▶ [WHAT TO DO]:
A. Using the passage on COVID-19 genetic variants, answer:
(i) Which two genes does it say were previously associated with lung-related phenotypes?
(ii) How many human leukocyte antigens does it mention?
(iii) What does it say is required to improve understanding of the clinical value of these findings?
B. For each statement, say whether it agrees with the passage on COVID-19 genetic variants:
(i) HLA-G rs9380142 was associated with COVID-19 severity in both the HGI and GenOMICC studies.
(ii) None of the GWAS hits had been identified in earlier studies.
(iii) HLA-DPB1 rs2071351 reached genome-wide significance in a severity analysis.

▶ [DOCUMENT EXTRACT]:
- - -

GWAS have identified other genetic variants associated with either critical illness or susceptibility to infection with SARS-CoV-2, including variants in the OAS-RNase L and DPP4-DPP9 clusters, which we will discuss later, MUC5B and FOXP4, previously associated with lung-related phenotypes, and three human leukocyte antigens (HLA) binding to epitope peptides prompting pathogen recognition by the immune system [29, 30]. HLA-G rs9380142 and rs143334143, in the vicinity of HLA-C, were found to be associated with COVID-19 severity in both the HGI and GenOMICC studies, whereas HLA-DPB1 rs2071351 reached genome-wide significance in the susceptibility analysis of the HGI. Many of these GWAS hits have already been identified in previous studies of lung-related phenotypes, autoimmune or inflammatory diseases [37, 42,43,44], but further replications and analyses of the underlying cellular mechanisms are required to improve our understanding of the clinical value of these findings in the context of COVID-19.

- - -

▶ [SUPPLIED INFORMATION]:
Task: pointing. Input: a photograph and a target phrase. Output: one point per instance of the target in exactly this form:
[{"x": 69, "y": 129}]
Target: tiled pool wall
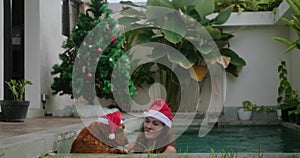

- - -

▶ [ANSWERS BY TASK]:
A.
(i) MUC5B and FOXP4.
(ii) Three.
(iii) Further replications and analyses of the underlying cellular mechanisms.

B.
(i) Yes: "HLA-G rs9380142 and rs143334143, in the vicinity of HLA-C, were found to be associated with COVID-19 severity in both the HGI and GenOMICC studies"
(ii) No: "Many of these GWAS hits have already been identified in previous studies of lung-related phenotypes, autoimmune or inflammatory diseases"
(iii) No: "HLA-DPB1 rs2071351 reached genome-wide significance in the susceptibility analysis of the HGI"